[Required work]:
Each line of the records below that holds "jacket" should be returned.

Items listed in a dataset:
++++++++

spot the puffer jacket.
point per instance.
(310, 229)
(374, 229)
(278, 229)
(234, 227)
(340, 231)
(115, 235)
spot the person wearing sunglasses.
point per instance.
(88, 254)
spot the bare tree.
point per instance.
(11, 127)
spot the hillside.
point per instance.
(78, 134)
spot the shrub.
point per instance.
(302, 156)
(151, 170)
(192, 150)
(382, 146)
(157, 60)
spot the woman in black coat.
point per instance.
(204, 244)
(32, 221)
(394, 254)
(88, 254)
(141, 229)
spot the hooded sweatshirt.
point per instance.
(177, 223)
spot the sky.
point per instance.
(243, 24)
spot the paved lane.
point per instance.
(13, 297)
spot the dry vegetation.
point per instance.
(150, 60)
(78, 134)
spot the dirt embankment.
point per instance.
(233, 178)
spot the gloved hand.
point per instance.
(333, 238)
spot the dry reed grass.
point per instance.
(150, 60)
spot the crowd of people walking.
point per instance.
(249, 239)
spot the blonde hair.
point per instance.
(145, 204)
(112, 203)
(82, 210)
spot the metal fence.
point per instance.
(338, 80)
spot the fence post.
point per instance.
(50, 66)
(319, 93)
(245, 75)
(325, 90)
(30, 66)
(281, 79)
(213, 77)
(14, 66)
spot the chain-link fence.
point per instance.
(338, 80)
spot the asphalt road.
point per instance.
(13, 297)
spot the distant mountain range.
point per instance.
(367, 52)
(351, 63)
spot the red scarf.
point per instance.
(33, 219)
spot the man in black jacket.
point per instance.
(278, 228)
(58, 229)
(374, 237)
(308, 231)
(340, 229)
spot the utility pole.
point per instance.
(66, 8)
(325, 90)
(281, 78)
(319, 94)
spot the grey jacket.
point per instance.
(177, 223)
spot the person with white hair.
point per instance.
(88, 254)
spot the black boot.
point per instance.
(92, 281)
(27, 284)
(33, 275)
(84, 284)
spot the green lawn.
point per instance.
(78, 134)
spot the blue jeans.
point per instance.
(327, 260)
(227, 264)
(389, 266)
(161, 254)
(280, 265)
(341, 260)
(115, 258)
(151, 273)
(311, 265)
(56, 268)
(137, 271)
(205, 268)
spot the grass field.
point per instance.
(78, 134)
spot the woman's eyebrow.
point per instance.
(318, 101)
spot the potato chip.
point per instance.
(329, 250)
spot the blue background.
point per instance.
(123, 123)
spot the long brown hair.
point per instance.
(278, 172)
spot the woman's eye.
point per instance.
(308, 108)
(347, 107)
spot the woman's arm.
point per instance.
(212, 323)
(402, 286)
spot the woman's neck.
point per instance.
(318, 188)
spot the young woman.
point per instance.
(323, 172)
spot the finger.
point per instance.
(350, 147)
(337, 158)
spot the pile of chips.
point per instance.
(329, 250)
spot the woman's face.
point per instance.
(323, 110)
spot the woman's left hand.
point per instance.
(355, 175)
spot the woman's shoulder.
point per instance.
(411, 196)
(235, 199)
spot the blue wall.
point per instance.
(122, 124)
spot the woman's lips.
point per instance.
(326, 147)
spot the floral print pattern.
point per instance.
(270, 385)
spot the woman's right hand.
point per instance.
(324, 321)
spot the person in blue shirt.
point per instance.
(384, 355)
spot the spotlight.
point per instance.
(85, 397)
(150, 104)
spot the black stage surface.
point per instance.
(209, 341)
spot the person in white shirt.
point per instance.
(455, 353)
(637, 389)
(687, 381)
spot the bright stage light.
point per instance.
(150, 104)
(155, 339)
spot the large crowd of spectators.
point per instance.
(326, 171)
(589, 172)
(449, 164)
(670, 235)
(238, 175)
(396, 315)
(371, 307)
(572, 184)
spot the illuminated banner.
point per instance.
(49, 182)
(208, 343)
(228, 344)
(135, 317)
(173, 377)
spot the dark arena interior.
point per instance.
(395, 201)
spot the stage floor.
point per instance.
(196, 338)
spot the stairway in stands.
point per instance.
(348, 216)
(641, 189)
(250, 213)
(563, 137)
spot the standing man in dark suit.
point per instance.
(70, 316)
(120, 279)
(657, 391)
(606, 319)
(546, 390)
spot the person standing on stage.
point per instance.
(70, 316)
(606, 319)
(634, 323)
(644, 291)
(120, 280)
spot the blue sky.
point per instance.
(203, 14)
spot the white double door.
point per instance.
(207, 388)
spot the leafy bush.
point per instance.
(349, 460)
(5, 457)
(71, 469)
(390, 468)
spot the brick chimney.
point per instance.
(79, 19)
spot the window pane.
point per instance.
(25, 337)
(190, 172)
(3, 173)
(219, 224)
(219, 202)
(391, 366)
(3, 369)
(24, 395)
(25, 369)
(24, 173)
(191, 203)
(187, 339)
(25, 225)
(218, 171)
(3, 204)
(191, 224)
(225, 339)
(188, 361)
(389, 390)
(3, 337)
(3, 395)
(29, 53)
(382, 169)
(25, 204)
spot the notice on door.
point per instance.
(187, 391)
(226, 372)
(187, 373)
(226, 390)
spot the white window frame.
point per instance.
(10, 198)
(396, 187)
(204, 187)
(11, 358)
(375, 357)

++++++++

[Exercise solution]:
spot the puffer jacket.
spot the man in black jacket.
spot the grey jacket.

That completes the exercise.